▶ Article
● ● ●
1. Casino hearing: Philadelphia officials will present their views to the state Gaming Control Board today on the six applicants for the city's second casino. Six groups are vying for the license. Check out Philly.com's complete coverage of the casino bidding process.

2. Racist texts in Coatesville: Coatesville Area School District board members are set to vote tonight on whether to accept the resignations of former Superintendent Richard Como and athletic director Jim Donato, whose racist and sexist text message exchanges surfaced over the weekend. Parents in the district say the pair should be fired, rather than allowed to resign.

3. Archdiocese's charitable foundation: The Archdiocese of Philadelphia is slated to announce the creation of an independent charitable foundation today. The Catholic Foundation of Greater Philadelphia aims to engage with disaffected Catholics, boost giving and give lay leaders more say in the diocese's operations.

4. Tightening N.J. Senate race: The race to fill the U.S. Senate seat that opened after the death of New Jersey Sen. Frank Lautenberg may be becoming tighter than expected. A Quinnipiac University poll released today shows Democrat Cory Booker with a 53-41 lead over Republican Steve Lonegan.
● ● ●
▶ Provided material
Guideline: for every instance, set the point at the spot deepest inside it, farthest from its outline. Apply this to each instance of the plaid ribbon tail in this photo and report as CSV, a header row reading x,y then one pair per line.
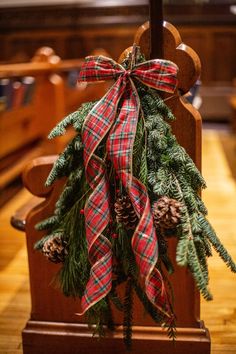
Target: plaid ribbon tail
x,y
97,209
144,241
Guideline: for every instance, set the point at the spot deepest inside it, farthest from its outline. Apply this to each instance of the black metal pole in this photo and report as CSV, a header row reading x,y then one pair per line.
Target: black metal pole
x,y
156,28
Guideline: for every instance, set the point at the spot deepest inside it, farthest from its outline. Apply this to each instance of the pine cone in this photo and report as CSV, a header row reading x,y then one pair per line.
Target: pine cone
x,y
125,213
55,249
166,213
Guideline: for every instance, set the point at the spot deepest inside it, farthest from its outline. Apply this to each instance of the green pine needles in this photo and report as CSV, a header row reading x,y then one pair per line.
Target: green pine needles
x,y
165,169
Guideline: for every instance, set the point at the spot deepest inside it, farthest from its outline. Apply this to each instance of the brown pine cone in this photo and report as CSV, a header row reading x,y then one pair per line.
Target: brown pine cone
x,y
166,213
125,213
55,249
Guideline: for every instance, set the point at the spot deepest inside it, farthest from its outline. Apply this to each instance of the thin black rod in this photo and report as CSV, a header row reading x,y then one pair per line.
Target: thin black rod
x,y
156,28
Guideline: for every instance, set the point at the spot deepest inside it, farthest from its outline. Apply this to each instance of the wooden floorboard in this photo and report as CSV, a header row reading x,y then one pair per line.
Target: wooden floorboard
x,y
219,315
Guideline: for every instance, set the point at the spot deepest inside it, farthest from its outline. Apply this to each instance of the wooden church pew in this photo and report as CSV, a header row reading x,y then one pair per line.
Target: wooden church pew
x,y
27,113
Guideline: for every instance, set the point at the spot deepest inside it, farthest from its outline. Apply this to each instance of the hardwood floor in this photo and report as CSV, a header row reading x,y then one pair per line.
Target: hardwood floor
x,y
219,315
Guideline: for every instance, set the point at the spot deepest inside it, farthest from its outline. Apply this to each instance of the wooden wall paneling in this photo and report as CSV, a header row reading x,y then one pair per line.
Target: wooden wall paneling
x,y
224,54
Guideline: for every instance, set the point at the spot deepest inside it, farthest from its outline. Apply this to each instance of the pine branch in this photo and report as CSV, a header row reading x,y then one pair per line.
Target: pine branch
x,y
220,249
196,270
60,128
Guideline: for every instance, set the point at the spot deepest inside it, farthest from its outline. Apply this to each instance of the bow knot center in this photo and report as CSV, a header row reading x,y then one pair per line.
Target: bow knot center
x,y
127,73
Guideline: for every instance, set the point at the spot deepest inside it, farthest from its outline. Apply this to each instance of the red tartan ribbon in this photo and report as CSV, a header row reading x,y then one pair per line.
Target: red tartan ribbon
x,y
120,127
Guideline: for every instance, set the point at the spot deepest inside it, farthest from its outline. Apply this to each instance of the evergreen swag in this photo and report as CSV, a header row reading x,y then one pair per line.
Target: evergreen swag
x,y
170,177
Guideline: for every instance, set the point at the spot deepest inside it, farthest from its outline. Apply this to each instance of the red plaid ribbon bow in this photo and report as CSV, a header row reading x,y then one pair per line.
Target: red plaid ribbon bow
x,y
119,126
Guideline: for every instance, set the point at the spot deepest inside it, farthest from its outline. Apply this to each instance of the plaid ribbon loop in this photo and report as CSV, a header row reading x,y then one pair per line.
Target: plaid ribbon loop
x,y
120,128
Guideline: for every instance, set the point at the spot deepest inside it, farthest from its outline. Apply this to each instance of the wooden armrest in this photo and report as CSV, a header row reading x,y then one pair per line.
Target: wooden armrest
x,y
18,220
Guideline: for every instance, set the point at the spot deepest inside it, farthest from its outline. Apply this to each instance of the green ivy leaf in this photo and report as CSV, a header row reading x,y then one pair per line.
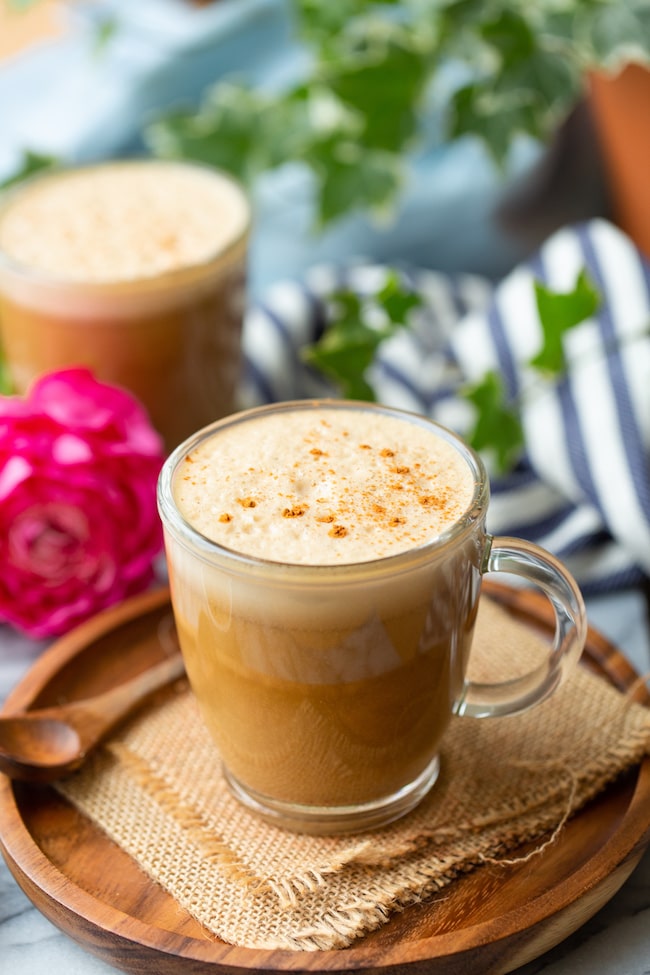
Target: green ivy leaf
x,y
349,345
497,427
349,177
558,313
228,132
31,163
383,85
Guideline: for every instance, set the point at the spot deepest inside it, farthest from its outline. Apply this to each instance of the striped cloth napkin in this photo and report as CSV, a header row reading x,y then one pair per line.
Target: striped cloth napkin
x,y
582,488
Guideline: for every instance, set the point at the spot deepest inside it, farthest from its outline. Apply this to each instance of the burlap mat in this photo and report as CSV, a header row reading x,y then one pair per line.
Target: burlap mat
x,y
157,791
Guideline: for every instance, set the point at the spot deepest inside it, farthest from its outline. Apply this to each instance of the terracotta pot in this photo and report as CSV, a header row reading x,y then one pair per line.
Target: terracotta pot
x,y
621,112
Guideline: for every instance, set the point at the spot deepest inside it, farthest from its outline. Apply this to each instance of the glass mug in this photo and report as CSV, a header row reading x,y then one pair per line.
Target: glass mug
x,y
135,269
328,687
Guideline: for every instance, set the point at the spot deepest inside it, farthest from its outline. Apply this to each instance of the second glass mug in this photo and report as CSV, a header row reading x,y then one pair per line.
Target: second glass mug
x,y
328,688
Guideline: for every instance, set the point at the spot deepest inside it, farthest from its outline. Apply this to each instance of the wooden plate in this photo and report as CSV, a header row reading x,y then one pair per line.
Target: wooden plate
x,y
492,920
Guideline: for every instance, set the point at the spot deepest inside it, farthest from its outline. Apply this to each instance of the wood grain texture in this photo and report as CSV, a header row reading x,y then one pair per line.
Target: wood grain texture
x,y
492,920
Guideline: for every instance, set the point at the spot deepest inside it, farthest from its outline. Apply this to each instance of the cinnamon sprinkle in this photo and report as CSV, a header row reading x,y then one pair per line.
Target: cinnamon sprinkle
x,y
295,511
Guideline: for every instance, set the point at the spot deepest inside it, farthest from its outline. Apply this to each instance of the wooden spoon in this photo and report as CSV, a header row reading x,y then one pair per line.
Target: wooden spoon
x,y
45,744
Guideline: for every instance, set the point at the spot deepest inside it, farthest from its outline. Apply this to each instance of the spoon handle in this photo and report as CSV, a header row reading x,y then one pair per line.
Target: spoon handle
x,y
94,717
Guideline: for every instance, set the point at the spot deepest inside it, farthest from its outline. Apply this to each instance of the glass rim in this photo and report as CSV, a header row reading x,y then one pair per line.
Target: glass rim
x,y
214,552
171,278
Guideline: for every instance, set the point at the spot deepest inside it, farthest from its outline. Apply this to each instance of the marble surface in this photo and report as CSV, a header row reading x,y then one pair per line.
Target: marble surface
x,y
616,941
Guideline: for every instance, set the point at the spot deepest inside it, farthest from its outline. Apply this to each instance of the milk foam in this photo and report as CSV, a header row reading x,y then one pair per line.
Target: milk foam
x,y
323,487
122,221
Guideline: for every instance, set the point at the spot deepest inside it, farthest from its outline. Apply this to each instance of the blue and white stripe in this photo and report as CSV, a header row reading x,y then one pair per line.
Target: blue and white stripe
x,y
583,488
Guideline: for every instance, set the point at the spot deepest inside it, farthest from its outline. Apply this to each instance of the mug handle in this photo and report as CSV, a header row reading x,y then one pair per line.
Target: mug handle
x,y
537,566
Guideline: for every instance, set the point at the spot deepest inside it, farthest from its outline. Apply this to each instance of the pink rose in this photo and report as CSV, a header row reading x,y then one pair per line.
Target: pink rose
x,y
79,529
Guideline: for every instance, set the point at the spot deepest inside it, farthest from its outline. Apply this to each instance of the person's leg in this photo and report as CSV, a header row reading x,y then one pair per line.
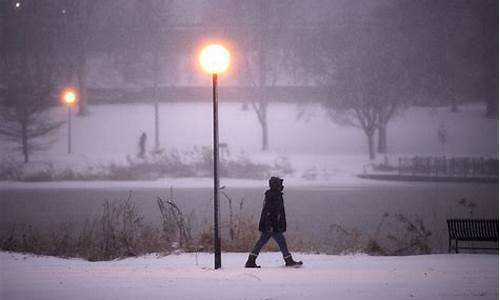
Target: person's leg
x,y
264,238
281,241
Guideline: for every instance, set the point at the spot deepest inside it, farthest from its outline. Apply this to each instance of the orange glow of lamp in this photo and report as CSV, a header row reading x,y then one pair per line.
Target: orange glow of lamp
x,y
69,97
215,59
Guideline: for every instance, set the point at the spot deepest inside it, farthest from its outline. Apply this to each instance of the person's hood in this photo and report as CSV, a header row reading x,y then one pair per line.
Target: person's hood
x,y
276,184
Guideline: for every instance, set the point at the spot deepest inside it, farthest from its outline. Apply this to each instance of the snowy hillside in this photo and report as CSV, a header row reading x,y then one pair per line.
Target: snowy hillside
x,y
317,149
191,276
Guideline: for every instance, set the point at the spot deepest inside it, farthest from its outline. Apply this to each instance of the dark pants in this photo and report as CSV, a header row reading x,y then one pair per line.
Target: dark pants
x,y
264,238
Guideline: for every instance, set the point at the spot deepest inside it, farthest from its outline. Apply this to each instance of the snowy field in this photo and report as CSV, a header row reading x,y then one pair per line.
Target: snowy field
x,y
320,151
191,276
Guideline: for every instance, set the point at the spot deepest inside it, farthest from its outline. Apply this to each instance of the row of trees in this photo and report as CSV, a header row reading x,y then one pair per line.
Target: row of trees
x,y
371,59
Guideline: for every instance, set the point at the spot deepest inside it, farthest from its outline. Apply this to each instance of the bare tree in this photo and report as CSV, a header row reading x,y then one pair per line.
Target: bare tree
x,y
262,31
29,77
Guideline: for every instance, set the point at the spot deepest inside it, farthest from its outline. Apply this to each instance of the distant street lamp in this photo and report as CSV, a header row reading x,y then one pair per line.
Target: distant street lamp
x,y
214,59
69,98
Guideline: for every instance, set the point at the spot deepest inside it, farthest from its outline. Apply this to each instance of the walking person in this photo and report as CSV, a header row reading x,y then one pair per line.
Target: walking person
x,y
272,224
142,145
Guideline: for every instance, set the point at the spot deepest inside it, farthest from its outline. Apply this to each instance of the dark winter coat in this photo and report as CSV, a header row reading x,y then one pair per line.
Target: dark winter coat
x,y
272,218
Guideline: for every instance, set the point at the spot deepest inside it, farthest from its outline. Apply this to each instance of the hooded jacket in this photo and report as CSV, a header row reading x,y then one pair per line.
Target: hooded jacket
x,y
272,218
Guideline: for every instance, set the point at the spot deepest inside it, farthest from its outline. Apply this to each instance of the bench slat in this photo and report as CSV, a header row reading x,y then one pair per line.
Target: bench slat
x,y
472,230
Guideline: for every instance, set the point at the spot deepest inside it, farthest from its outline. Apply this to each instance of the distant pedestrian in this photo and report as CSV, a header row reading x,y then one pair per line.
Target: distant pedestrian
x,y
272,224
142,145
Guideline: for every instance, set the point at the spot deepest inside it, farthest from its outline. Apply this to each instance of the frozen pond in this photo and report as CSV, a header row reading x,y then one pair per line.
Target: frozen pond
x,y
312,213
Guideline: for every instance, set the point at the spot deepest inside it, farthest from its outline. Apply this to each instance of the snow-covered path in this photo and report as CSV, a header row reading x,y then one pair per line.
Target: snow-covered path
x,y
190,276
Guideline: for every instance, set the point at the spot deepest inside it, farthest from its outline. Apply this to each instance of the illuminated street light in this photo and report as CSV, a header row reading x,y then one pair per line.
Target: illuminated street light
x,y
214,59
69,98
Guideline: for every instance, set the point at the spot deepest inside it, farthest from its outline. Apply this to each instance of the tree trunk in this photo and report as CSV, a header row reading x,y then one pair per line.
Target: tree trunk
x,y
262,116
492,107
454,105
382,139
265,136
156,71
371,146
157,126
24,137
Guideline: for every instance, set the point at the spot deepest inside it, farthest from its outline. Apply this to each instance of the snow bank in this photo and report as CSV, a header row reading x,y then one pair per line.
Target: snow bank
x,y
190,276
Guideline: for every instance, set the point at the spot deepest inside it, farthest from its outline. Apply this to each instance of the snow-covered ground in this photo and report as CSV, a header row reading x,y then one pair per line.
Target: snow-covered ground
x,y
319,151
191,276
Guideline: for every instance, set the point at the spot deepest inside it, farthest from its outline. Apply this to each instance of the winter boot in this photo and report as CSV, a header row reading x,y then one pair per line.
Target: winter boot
x,y
289,262
251,261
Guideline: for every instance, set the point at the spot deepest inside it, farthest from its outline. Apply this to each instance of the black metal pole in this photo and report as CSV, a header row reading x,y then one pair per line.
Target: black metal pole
x,y
217,243
69,129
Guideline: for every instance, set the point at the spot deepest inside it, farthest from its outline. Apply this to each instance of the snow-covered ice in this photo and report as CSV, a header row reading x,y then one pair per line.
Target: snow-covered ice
x,y
191,276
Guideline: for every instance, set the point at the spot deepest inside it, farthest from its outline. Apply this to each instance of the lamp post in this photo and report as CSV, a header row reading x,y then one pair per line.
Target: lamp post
x,y
214,59
69,98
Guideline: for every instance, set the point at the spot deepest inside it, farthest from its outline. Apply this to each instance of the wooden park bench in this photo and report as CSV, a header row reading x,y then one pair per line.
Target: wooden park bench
x,y
481,230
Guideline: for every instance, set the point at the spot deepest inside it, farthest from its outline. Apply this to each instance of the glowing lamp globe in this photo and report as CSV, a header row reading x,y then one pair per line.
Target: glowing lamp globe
x,y
214,59
69,97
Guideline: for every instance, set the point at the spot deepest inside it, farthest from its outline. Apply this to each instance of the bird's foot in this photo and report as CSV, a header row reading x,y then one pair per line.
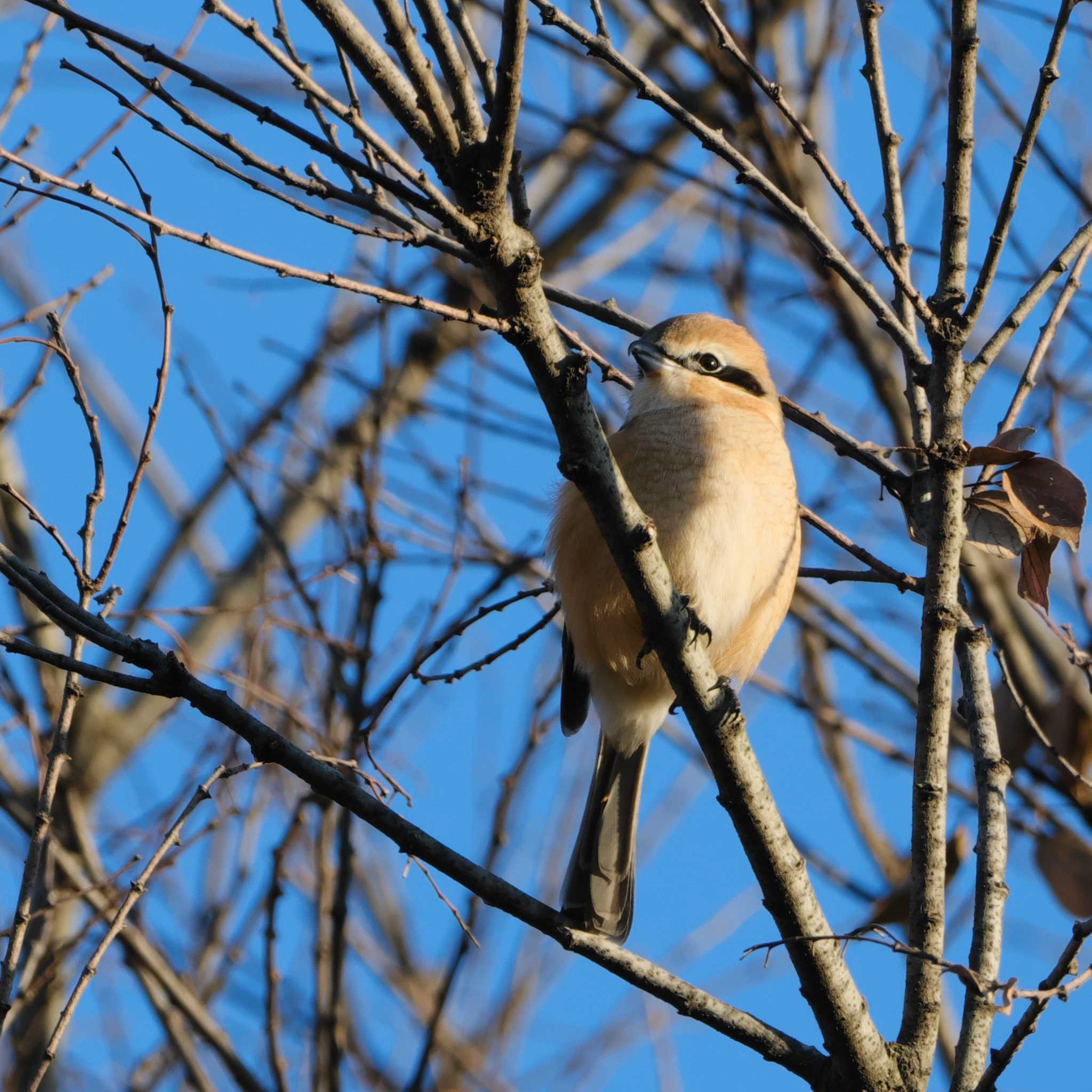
● ● ●
▶ Description of the task
Summarize the news briefs in three sentences. The material has no connection to the news briefs.

▶ Exercise solution
Philadelphia officials will present their views to the state Gaming Control Board on the six applicants for the city's second casino, and the Archdiocese of Philadelphia is slated to announce an independent charitable foundation. Coatesville Area School District board members will vote on whether to accept the resignations of former Superintendent Richard Como and athletic director Jim Donato, whose racist and sexist text message exchanges surfaced over the weekend, while parents say the pair should be fired. A Quinnipiac University poll shows Democrat Cory Booker leading Republican Steve Lonegan 53-41 in the race for a New Jersey U.S. Senate seat that may be becoming tighter than expected.